(Dataset entries)
■ ■ ■

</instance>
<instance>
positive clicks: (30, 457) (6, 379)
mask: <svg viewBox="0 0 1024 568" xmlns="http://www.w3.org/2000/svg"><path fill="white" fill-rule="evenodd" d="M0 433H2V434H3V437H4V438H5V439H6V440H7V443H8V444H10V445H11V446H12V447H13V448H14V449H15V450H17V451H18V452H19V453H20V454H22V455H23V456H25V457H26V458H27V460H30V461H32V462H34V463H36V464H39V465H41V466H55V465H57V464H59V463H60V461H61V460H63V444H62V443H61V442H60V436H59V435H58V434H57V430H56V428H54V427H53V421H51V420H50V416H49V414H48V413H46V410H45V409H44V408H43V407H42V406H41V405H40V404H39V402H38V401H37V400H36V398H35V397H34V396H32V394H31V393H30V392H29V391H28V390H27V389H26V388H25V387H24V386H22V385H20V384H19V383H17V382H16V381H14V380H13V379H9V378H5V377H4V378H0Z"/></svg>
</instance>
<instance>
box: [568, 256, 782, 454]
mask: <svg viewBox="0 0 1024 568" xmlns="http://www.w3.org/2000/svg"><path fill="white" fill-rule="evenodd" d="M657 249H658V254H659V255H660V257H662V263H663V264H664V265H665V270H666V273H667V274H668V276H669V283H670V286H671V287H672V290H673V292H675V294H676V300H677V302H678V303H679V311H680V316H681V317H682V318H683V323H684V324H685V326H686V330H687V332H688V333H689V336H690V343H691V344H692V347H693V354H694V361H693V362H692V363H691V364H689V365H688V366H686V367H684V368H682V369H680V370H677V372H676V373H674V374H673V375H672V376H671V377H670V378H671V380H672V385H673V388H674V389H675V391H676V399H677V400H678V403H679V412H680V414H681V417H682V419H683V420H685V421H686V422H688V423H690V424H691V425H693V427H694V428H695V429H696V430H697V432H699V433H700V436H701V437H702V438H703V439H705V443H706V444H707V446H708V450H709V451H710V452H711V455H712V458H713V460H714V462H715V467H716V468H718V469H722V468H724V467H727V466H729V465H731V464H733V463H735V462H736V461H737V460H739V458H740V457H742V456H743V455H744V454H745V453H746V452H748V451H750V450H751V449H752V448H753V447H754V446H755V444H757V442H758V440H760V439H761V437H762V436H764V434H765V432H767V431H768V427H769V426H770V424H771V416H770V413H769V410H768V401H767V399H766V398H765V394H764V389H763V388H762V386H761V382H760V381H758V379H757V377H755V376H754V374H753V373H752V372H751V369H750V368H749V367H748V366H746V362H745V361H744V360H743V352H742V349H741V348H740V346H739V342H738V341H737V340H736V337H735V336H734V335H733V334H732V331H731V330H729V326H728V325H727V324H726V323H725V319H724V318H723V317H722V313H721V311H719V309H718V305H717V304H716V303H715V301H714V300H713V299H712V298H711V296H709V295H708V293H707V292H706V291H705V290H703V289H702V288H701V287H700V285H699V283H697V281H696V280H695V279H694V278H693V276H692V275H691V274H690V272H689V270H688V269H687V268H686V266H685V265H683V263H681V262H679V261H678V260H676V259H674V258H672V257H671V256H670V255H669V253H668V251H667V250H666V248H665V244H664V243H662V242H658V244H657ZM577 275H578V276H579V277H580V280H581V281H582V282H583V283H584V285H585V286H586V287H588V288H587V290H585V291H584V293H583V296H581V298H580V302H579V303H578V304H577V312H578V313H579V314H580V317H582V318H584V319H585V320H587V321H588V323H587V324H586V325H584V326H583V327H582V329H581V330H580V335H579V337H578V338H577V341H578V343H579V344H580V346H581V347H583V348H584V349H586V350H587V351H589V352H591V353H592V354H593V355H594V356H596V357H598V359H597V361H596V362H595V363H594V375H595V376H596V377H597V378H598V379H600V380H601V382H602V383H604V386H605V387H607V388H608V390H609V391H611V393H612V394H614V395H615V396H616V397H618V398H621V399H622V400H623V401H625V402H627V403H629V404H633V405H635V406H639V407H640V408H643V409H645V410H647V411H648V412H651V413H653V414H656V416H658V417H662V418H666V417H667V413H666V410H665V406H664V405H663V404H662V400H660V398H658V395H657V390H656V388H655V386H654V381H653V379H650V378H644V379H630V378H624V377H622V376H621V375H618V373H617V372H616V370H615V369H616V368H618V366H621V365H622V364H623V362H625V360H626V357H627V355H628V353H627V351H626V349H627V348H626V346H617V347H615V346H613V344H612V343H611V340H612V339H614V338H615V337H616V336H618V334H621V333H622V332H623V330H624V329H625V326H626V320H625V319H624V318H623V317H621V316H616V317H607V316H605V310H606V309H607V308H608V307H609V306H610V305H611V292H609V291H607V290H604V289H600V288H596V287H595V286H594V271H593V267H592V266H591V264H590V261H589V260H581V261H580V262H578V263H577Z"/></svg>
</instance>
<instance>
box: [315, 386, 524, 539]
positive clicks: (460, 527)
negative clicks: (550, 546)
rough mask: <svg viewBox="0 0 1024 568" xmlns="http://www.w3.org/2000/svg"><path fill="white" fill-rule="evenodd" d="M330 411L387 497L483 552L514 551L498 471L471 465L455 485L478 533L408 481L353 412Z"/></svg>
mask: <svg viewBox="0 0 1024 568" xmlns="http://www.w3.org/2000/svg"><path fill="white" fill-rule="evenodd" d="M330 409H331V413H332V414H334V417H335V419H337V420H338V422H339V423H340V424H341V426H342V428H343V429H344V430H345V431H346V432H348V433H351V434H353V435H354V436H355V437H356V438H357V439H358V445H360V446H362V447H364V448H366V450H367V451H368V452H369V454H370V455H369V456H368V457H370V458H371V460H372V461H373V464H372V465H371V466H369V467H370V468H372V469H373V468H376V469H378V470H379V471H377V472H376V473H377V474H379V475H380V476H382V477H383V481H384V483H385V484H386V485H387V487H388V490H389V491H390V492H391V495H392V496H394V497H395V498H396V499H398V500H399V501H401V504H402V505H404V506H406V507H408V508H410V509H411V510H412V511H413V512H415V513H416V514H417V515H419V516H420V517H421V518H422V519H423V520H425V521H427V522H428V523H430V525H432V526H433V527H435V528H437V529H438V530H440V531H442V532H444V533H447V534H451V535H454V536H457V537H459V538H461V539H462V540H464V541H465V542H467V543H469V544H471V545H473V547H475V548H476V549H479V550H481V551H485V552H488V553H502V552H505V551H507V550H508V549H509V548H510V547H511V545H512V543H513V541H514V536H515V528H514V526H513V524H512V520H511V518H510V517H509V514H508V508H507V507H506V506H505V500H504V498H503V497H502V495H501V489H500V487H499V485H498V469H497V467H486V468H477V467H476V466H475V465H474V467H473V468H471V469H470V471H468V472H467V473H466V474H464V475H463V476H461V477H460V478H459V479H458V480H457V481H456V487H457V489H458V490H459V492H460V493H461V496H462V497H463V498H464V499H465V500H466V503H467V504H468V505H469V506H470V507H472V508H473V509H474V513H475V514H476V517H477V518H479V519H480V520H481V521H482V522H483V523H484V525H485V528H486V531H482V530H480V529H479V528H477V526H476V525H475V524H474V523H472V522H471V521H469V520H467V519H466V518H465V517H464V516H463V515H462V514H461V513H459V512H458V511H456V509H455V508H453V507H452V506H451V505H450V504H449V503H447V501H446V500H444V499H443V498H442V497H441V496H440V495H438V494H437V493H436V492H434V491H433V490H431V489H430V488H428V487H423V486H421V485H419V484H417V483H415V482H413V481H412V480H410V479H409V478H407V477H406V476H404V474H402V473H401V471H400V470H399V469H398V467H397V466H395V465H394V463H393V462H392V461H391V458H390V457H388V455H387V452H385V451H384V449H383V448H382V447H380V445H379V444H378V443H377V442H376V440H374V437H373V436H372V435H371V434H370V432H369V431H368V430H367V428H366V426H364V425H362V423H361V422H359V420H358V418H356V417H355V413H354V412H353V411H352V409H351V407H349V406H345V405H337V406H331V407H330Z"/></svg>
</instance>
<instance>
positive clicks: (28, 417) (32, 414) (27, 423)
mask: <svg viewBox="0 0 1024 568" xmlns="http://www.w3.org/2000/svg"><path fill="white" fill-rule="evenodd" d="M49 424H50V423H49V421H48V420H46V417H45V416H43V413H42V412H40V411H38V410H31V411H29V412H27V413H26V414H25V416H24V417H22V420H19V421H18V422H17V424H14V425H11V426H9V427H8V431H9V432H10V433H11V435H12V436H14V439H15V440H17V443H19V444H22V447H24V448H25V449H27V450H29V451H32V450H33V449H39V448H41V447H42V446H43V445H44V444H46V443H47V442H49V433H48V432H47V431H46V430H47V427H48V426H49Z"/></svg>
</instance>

■ ■ ■

## [Work task]
Rewrite the records from the start through the line containing "box: [568, 256, 782, 454]", replacing "positive clicks" with "foreground clicks" and leaving everything else unchanged.

## [Response box]
</instance>
<instance>
foreground clicks: (30, 457) (6, 379)
mask: <svg viewBox="0 0 1024 568" xmlns="http://www.w3.org/2000/svg"><path fill="white" fill-rule="evenodd" d="M0 433H2V434H3V437H4V438H5V439H6V440H7V443H8V444H10V445H11V446H12V447H13V448H14V449H15V450H17V451H18V452H19V453H20V454H22V455H23V456H25V457H26V458H27V460H30V461H32V462H34V463H36V464H39V465H41V466H55V465H57V464H59V463H60V461H61V460H63V444H62V443H61V442H60V436H59V435H58V434H57V430H56V428H54V427H53V421H51V420H50V416H49V414H48V413H46V410H45V409H44V408H43V407H42V406H41V405H40V404H39V402H38V401H37V400H36V398H35V397H34V396H32V394H31V393H30V392H29V391H28V390H27V389H26V388H25V387H24V386H22V385H20V384H19V383H17V382H16V381H14V380H13V379H9V378H5V377H4V378H0Z"/></svg>
</instance>
<instance>
box: [568, 256, 782, 454]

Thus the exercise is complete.